[Data listing]
•••

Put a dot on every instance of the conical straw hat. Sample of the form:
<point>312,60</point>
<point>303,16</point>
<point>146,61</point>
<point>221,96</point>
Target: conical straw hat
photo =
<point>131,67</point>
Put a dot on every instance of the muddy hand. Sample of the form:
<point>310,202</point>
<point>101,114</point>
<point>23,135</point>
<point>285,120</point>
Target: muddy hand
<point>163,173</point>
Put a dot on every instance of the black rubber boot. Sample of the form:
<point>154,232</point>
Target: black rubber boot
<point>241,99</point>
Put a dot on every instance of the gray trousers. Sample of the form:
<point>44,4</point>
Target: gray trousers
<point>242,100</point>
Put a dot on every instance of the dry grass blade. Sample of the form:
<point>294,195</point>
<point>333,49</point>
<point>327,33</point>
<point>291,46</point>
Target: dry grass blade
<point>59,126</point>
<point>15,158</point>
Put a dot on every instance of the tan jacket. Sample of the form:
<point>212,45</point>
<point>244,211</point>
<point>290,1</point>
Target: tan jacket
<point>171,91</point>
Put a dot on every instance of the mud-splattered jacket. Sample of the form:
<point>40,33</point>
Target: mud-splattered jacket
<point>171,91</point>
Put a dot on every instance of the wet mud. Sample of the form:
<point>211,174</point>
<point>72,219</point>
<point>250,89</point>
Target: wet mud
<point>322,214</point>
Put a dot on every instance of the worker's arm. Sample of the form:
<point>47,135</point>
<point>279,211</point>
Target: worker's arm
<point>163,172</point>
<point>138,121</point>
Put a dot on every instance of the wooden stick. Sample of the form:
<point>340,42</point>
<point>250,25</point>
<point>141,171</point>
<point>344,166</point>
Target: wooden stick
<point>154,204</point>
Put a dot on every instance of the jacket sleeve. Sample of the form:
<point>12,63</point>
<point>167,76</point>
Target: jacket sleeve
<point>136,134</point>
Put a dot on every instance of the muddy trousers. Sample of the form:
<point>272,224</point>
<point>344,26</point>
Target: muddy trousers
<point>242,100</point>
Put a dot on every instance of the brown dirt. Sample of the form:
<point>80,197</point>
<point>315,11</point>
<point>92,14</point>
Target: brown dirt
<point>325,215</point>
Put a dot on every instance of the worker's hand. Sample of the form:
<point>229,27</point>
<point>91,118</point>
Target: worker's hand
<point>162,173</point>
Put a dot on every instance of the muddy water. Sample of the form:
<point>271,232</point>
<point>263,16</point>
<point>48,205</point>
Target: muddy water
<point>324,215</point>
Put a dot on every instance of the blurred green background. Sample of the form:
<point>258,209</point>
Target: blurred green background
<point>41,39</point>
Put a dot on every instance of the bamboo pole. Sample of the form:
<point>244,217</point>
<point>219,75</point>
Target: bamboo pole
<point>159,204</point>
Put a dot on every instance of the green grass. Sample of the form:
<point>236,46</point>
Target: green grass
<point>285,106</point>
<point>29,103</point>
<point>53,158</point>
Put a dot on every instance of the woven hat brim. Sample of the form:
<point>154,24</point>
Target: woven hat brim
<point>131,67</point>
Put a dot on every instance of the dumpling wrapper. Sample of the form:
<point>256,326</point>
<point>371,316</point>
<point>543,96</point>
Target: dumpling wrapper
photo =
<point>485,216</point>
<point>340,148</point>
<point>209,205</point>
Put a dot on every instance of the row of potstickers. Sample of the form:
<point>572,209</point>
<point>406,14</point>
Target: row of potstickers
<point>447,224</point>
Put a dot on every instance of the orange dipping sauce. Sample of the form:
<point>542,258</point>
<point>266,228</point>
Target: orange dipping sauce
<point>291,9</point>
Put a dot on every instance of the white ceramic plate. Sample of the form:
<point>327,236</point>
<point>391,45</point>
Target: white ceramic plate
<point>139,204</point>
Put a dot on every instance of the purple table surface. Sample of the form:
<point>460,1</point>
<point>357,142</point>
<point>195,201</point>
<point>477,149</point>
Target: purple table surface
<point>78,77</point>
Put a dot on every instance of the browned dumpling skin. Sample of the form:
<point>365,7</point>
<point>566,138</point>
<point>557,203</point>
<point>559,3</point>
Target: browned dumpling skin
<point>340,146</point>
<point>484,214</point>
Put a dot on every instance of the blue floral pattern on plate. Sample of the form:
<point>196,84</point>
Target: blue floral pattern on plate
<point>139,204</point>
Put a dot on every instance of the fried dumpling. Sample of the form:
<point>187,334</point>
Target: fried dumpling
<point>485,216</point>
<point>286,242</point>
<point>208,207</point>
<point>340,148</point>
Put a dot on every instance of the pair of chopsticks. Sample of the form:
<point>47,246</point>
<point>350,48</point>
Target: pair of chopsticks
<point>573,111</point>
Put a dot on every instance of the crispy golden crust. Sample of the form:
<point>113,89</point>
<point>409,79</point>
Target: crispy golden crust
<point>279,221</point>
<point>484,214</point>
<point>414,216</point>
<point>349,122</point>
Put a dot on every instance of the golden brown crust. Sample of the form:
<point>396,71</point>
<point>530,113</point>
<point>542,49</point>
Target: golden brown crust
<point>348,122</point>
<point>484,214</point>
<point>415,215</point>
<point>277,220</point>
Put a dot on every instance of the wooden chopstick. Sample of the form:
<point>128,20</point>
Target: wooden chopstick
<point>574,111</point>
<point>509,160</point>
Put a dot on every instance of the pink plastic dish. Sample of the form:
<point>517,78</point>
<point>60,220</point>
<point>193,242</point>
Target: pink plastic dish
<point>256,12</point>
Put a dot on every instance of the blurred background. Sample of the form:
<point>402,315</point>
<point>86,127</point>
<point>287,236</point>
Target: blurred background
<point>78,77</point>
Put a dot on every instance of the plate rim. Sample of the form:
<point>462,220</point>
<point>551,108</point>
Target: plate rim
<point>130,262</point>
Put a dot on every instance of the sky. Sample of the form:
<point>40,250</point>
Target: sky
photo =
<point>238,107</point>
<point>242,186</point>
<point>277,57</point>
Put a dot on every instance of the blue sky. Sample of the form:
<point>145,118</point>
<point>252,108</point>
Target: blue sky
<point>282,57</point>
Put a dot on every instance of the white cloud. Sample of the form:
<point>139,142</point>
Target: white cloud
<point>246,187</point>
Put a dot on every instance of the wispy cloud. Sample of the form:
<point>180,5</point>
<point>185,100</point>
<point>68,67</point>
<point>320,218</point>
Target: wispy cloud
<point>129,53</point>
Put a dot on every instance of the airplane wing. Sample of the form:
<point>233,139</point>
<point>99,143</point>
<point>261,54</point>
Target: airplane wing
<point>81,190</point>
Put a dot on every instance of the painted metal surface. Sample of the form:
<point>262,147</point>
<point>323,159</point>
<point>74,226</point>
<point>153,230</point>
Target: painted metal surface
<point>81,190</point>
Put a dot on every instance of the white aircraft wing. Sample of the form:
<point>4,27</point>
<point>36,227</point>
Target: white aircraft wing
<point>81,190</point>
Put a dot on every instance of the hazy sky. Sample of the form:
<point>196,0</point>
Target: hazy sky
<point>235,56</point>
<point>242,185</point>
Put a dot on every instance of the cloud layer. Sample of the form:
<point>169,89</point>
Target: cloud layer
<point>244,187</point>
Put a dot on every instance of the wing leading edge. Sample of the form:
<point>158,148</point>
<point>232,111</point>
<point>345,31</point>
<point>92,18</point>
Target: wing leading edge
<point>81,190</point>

•••

Update the listing above by replacing each "Put a dot on" with "Place a point on", keeping every other line the same.

Place a point on every instance of the conical straw hat. Sample of the form:
<point>312,60</point>
<point>303,16</point>
<point>146,61</point>
<point>221,96</point>
Target: conical straw hat
photo =
<point>131,67</point>
Place a point on every instance of the muddy hand. Sample of the form:
<point>310,202</point>
<point>101,114</point>
<point>23,135</point>
<point>285,120</point>
Target: muddy hand
<point>163,173</point>
Place a point on every instance of the black rubber boot. Sample of the form:
<point>154,232</point>
Target: black rubber boot
<point>241,99</point>
Place a point on every instance of the gray trousers. Sample of the form:
<point>44,4</point>
Target: gray trousers
<point>242,100</point>
Place a point on every instance of the dry grass blade. Sample of the form:
<point>294,195</point>
<point>333,49</point>
<point>327,33</point>
<point>291,46</point>
Target: dry grass blade
<point>59,126</point>
<point>15,158</point>
Place a point on every instance of the tan jacket. Sample of the form:
<point>212,45</point>
<point>244,211</point>
<point>290,1</point>
Target: tan jacket
<point>171,91</point>
Place a point on every instance of the mud-splattered jacket. Sample of the form:
<point>40,33</point>
Target: mud-splattered jacket
<point>171,91</point>
Place a point on every instance of the wet mud. Sample of the form:
<point>211,174</point>
<point>72,219</point>
<point>250,89</point>
Target: wet mud
<point>322,214</point>
Place a point on every instance of the worker's arm. Sample of the form:
<point>47,135</point>
<point>279,211</point>
Target: worker's arm
<point>163,172</point>
<point>138,121</point>
Place a point on every instance of the wooden stick. Sample of the form:
<point>340,42</point>
<point>250,25</point>
<point>141,171</point>
<point>344,166</point>
Target: wooden stick
<point>154,204</point>
Place a point on every instance of the jacket sleeve. Sample of the form:
<point>12,63</point>
<point>167,76</point>
Target: jacket sleeve
<point>136,134</point>
Place a point on every instance of the muddy trousers. Sample of the form:
<point>272,224</point>
<point>344,26</point>
Target: muddy trousers
<point>242,100</point>
Place a point on every instance of the brown dirt. Sample of the form:
<point>80,197</point>
<point>315,11</point>
<point>92,14</point>
Target: brown dirt
<point>325,215</point>
Place a point on every instance of the worker's hand. Sample of the form:
<point>229,27</point>
<point>91,118</point>
Target: worker's hand
<point>162,173</point>
Place a point on every instance of the muddy water. Sample of the form:
<point>271,232</point>
<point>263,16</point>
<point>48,205</point>
Target: muddy water
<point>324,215</point>
Place a point on every instance of the blurred green background. Sample of the form:
<point>258,209</point>
Target: blurred green background
<point>41,39</point>
Place a point on every instance of the bamboo pole. Sample of the form:
<point>244,217</point>
<point>219,75</point>
Target: bamboo pole
<point>159,204</point>
Place a point on every instance of the green grass. Sample of the form:
<point>236,46</point>
Target: green grass
<point>285,106</point>
<point>29,103</point>
<point>53,158</point>
Place a point on every instance of the woven hat brim. Sample of the form:
<point>154,24</point>
Target: woven hat brim
<point>131,67</point>
Place a point on every instance of the dumpling wrapper. Sample of the form:
<point>256,326</point>
<point>371,316</point>
<point>543,96</point>
Target: dumpling wrapper
photo =
<point>485,216</point>
<point>340,148</point>
<point>209,205</point>
Place a point on every instance of the row of potstickers. Sample of the form:
<point>572,209</point>
<point>406,14</point>
Target: row of potstickers
<point>447,224</point>
Place a point on every instance of the orange dipping sauce. Sample of the form:
<point>542,258</point>
<point>266,228</point>
Target: orange dipping sauce
<point>291,9</point>
Place a point on every instance of the white ceramic plate. Sample of the form:
<point>327,236</point>
<point>391,45</point>
Target: white ceramic plate
<point>139,204</point>
Place a point on every instance of the purple table surface. Sample of the form:
<point>460,1</point>
<point>357,142</point>
<point>195,201</point>
<point>477,149</point>
Target: purple table surface
<point>78,77</point>
Place a point on every instance of the browned dumpling skin. Sample of the form:
<point>365,7</point>
<point>566,138</point>
<point>557,203</point>
<point>559,3</point>
Target: browned dumpling skin
<point>340,146</point>
<point>484,214</point>
Place a point on every instance of the blue floral pattern on plate. Sample of the form:
<point>196,84</point>
Target: blue floral pattern on plate
<point>139,204</point>
Place a point on every instance of the fried dumpling. Sample of the form:
<point>187,334</point>
Target: fried dumpling
<point>485,216</point>
<point>286,242</point>
<point>208,207</point>
<point>340,148</point>
Place a point on every instance of the pair of chopsticks. Sample of the form:
<point>47,246</point>
<point>350,48</point>
Target: pair of chopsticks
<point>573,111</point>
Place a point on every instance of the crispy golden crust. Sample of the form:
<point>113,89</point>
<point>409,79</point>
Target: crispy golden crust
<point>279,221</point>
<point>484,214</point>
<point>414,216</point>
<point>349,122</point>
Place a point on every instance of the golden brown crust. Sample of the form:
<point>396,71</point>
<point>530,113</point>
<point>542,49</point>
Target: golden brown crust
<point>348,122</point>
<point>484,214</point>
<point>415,215</point>
<point>277,220</point>
Place a point on every instance of the wooden chopstick. Sample of the form:
<point>128,20</point>
Target: wooden chopstick
<point>574,111</point>
<point>509,160</point>
Place a point on every instance of the pink plastic dish. Sample of the form:
<point>517,78</point>
<point>60,220</point>
<point>193,242</point>
Target: pink plastic dish
<point>256,12</point>
Place a point on every instance of the blurred background. Sample of the form:
<point>402,315</point>
<point>86,127</point>
<point>287,236</point>
Target: blurred background
<point>78,77</point>
Place a point on every instance of the plate rim. Sample of the form:
<point>462,220</point>
<point>551,108</point>
Target: plate rim
<point>130,262</point>
Place a point on every instance of the sky. Sample of the form:
<point>40,250</point>
Target: sky
photo =
<point>238,107</point>
<point>242,186</point>
<point>277,57</point>
Place a point on every instance of the blue sky. Sample of the form:
<point>145,118</point>
<point>252,108</point>
Target: blue sky
<point>282,57</point>
Place a point on every instance of the white cloud. Sample of the form:
<point>139,142</point>
Target: white cloud
<point>246,187</point>
Place a point on every instance of the wispy cloud. Sample of the form:
<point>180,5</point>
<point>185,100</point>
<point>68,67</point>
<point>320,218</point>
Target: wispy cloud
<point>129,53</point>
Place a point on every instance of the airplane wing. Sample of the form:
<point>233,139</point>
<point>99,143</point>
<point>261,54</point>
Target: airplane wing
<point>81,190</point>
Place a point on every instance of the painted metal surface. Sample of the form:
<point>262,147</point>
<point>323,159</point>
<point>74,226</point>
<point>153,230</point>
Target: painted metal surface
<point>81,190</point>
Place a point on every instance of the white aircraft wing. Sample of the form:
<point>4,27</point>
<point>36,227</point>
Target: white aircraft wing
<point>81,190</point>
Place a point on every instance of the hazy sky. Sample of the form:
<point>196,0</point>
Target: hazy sky
<point>235,56</point>
<point>242,185</point>
Place a point on every instance of the cloud layer. Sample of the form:
<point>169,89</point>
Target: cloud layer
<point>244,187</point>
Place a point on every instance of the wing leading edge. Sample of the form:
<point>158,148</point>
<point>232,111</point>
<point>345,31</point>
<point>92,18</point>
Target: wing leading edge
<point>81,190</point>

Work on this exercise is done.